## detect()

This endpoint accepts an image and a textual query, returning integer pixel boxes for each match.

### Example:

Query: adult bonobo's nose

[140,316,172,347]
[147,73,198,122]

Instructions to follow =>
Copy each line of the data above exactly as it appears.

Result of the task =>
## detect()

This endpoint accepts an image and a textual query, returning integer pixel boxes for each match.

### Example:

Query: adult bonobo's nose

[140,316,172,347]
[147,73,198,122]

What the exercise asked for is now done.